═════ EXCERPTED RECORDS ═════

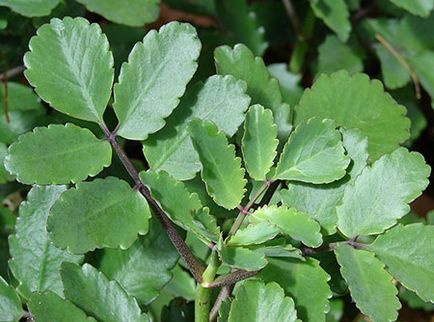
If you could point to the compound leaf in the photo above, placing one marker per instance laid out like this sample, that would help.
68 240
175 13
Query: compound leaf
49 155
221 100
314 153
35 261
370 285
102 213
357 102
257 302
408 252
221 170
154 78
90 290
71 67
381 193
133 13
259 142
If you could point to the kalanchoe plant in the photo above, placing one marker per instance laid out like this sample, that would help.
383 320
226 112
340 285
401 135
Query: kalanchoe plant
251 198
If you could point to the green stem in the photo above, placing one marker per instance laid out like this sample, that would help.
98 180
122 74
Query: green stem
300 49
202 304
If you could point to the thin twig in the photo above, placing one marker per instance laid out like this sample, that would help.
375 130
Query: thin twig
402 61
194 266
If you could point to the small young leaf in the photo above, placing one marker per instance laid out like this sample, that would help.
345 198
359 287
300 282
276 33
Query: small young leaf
380 195
171 149
103 299
49 155
259 142
133 13
144 268
314 153
373 111
408 252
35 261
258 302
291 222
102 213
305 282
71 67
221 170
48 306
370 285
10 304
154 79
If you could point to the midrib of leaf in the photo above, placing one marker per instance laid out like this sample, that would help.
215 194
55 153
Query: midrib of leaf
81 84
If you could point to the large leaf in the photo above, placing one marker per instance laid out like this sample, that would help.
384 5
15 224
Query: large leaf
259 142
144 268
71 67
49 155
335 15
320 201
154 79
128 12
305 282
103 299
10 304
221 169
258 302
102 213
408 252
221 100
31 8
381 193
314 153
242 64
370 285
48 306
35 261
357 102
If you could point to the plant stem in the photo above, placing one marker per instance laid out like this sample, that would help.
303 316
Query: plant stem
194 266
202 303
300 48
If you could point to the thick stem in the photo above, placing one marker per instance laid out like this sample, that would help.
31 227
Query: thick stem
194 266
202 304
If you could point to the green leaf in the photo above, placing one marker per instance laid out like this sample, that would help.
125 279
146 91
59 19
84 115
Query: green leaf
134 13
291 222
71 67
305 282
373 111
103 299
104 213
417 7
10 304
48 306
221 170
258 302
408 252
335 15
259 142
242 64
144 268
370 285
313 153
35 261
31 8
381 193
241 24
49 155
320 201
335 55
147 91
221 100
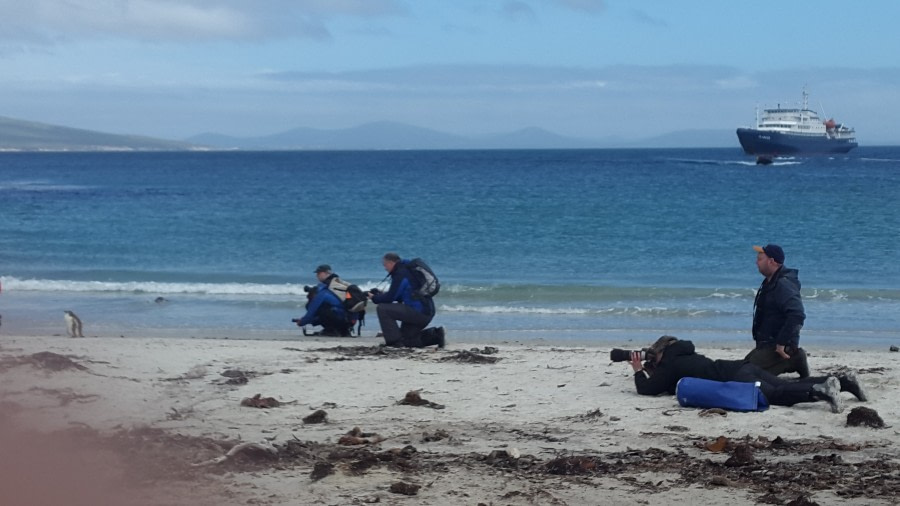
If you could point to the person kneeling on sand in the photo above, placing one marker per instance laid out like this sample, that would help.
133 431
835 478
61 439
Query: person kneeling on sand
399 304
670 359
324 308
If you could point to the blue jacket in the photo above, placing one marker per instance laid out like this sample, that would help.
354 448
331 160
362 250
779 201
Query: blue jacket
778 312
403 284
325 297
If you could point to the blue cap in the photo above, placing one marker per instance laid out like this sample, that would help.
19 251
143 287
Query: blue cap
772 251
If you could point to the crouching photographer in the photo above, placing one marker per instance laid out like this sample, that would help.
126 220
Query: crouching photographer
658 368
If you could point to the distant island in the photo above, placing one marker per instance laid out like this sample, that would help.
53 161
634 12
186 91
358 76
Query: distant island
21 135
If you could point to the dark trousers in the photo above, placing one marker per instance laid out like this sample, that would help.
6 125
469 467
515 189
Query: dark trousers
765 356
409 331
332 324
779 392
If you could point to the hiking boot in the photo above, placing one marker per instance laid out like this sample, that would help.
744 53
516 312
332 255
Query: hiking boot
830 391
799 364
850 383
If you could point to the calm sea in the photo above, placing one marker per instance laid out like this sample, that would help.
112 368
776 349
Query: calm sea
595 244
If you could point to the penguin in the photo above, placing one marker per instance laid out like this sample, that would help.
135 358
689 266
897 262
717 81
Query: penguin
73 324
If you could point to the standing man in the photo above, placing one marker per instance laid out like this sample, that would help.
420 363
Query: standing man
778 316
400 304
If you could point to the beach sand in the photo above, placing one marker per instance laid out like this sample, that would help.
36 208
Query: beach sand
150 421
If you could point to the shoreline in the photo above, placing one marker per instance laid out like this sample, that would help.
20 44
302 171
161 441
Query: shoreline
846 340
500 429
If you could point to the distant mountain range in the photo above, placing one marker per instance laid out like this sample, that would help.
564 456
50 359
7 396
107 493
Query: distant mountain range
389 135
22 135
30 136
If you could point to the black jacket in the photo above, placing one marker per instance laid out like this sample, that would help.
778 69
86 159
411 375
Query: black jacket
680 361
778 312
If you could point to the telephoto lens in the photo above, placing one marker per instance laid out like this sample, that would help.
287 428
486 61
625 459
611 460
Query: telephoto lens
618 355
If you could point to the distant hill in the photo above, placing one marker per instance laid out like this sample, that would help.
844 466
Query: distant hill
31 136
391 135
383 135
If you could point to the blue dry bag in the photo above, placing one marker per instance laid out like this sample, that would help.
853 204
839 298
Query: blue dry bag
730 395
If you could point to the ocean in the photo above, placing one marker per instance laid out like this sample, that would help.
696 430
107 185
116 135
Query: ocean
570 245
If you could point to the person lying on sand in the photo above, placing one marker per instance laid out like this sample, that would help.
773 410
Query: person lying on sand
658 369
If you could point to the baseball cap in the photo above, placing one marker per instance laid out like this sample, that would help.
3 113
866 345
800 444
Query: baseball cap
772 251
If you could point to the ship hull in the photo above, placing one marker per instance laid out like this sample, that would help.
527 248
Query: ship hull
763 142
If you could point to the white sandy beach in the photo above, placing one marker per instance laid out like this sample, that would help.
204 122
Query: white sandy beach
131 425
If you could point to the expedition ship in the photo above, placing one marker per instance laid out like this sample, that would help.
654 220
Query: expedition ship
792 131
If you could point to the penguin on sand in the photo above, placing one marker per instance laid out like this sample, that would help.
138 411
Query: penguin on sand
73 324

═════

WHAT YOU SHOULD DO: The copy must include every record exactly and none of the pictures.

EXERCISE RESULT:
If you could point to the compound leaf in the photo above, placing one marker per instance laid out like this sample, that would help.
68 240
175 13
Query: compound leaf
49 155
221 100
314 153
35 261
370 285
102 213
357 102
257 302
408 252
221 170
154 78
90 290
71 67
381 193
133 13
259 142
If you could point to the kalanchoe plant in the photo above, placing one marker per instance laid out like this sample, that would help.
383 320
226 112
340 285
401 135
Query: kalanchoe plant
251 198
If you could point to the green stem in the photo above, placing one marker per instance laid out like this sample, that would help.
98 180
122 74
Query: green stem
300 49
202 304
If you could point to the thin twig in the photo above, placing one marker per instance laid out like this sample, that would help.
375 130
Query: thin twig
402 61
194 266
If you could point to the small young leaf in the photo above, placing one marker per instance laid out like this sample, that would help.
345 198
359 287
300 282
276 33
Query: small young leaf
380 195
171 149
103 299
49 155
259 142
133 13
144 268
314 153
373 111
408 252
35 261
258 302
291 222
102 213
305 282
71 67
221 170
48 306
370 285
10 304
154 79
If you could point to the midrib of leaf in the photo above, placing one marker per instance laid out like this sample, that would help.
215 194
55 153
Query: midrib of leaf
81 84
If you could point to the large leaf in the photo above, placing one marker per instance laid out like this sample, that would help.
384 5
15 224
Query: large leaf
259 142
144 268
71 67
49 155
335 15
320 201
154 79
128 12
305 282
103 299
10 304
221 169
258 302
102 213
408 252
221 100
31 8
381 193
314 153
242 64
370 285
48 306
35 261
357 102
If you could point to the plant stem in the photo above, placing one marker per instance laid out like this sample, that would help.
303 316
Query: plant stem
194 266
202 303
300 48
If you could point to the thick stem in the photo above, placing one marker per instance laid out like this sample, that would help.
31 227
Query: thick stem
194 266
202 304
If you could point to the green leaf in the photo above, placing one marker per instance laid out like this sample, that would help.
125 279
146 91
59 19
84 115
Query: green leaf
134 13
291 222
71 67
305 282
373 111
103 299
104 213
417 7
10 304
48 306
221 170
258 302
408 252
335 15
259 142
242 64
144 268
370 285
313 153
35 261
31 8
381 193
241 24
49 155
320 201
335 55
147 91
221 100
If you could point to the person kneeling on sand in the photo above, placing one marker per instance laid out like this sample, that would help.
133 431
835 478
61 439
Query: person kneeling on sand
399 304
670 359
324 308
If you could point to the blue jacket in the photo above, placing one marker per instance laid out like this sample, that would help.
354 448
331 160
362 250
779 201
Query: blue jacket
778 312
403 284
325 297
If you could point to the blue cap in the photo above, placing one marker per instance laid out like this sample, that would help.
19 251
143 287
Query: blue cap
772 251
If you could point to the crouching photographer in the photo above, placing one marker per instance laid out like this sample, that would help.
126 220
Query: crouching photographer
658 368
If you could point to the distant island in the photo above, placing one marker per instance laid out like this sample, that would help.
53 161
634 12
186 91
358 76
Query: distant island
21 135
If you could point to the dark trousers in the photo above, placing one marker per instance laid out like this sample, that would help.
6 125
469 467
515 189
Query: dark trousers
765 356
409 331
332 324
779 392
If you could point to the hiking boot in the photo above, placing one marker per instance laid out like this sample, that would help.
744 53
516 312
332 255
Query: hiking boot
830 391
799 364
850 383
If you could point to the calm sea in the photo above, placing one marker per instance laid out like this sample, that would help.
112 368
776 349
Query: calm sea
595 244
If you could point to the penguin in the photo above, placing one marker per instance laid out like this sample, that would help.
135 358
689 266
897 262
717 81
Query: penguin
73 324
If you could point to the standing man in the photo above, placing one marker per instance laid out like this sample, that would help.
420 363
Query: standing man
778 316
400 304
If you could point to the beach sand in the photo above, placing one marker per instance laid out like this sample, that would help.
36 208
Query: beach sand
150 421
If you could point to the shoreline in the photo above, placing one marker per instance laid out like this sample, that would help.
20 44
302 171
161 441
Query: shoreline
846 340
500 429
If you could point to the distant mountain range in the photo above, placing one marker per instance laid out like this sample, that would help.
564 456
50 359
7 396
107 493
Query: distant mountain range
389 135
22 135
30 136
If you could point to the black jacket in the photo above, placing one marker per instance laid out like this sample, that would help.
778 69
86 159
411 375
Query: black jacket
680 361
778 312
If you could point to the telephoto lens in the photo above, placing one marker per instance laid out like this sample, that would help.
287 428
486 61
625 459
611 460
Query: telephoto lens
618 355
If you could point to the distant hill in the photo above, placing one marker per instance laid out like this sample, that would help.
844 466
Query: distant hill
31 136
391 135
383 135
If you could point to the blue dry bag in the photo above, placing one marker per instance laid out like this sample, that would help.
853 204
839 298
Query: blue dry bag
730 395
If you could point to the ocean in the photo above, placing one marker per instance laid out like this sample, that would help.
696 430
107 185
116 135
Query: ocean
570 245
If you could point to the person lying on sand in the photo above, placing one marker per instance laid out like this sample, that would help.
773 410
Query: person lying on sand
658 369
If you could point to the baseball cap in the photo above, placing one marker per instance laid out like this sample, that would help.
3 113
866 345
800 444
Query: baseball cap
772 251
If you could point to the ship hull in the photo above, placing one marker per instance laid out like this sample, that would help.
527 248
Query: ship hull
763 142
If you could point to the white sandy beach in the photo above, placing one marker per instance laid out like this sample, that would help.
204 122
Query: white sandy beach
131 425
If you could point to the expedition ship in the photo above, placing one marker per instance laid out like this sample, that would help.
654 220
Query: expedition ship
792 131
If you could point to the penguin on sand in the photo above, placing one marker per instance laid out like this sample, that would help.
138 411
Query: penguin on sand
73 324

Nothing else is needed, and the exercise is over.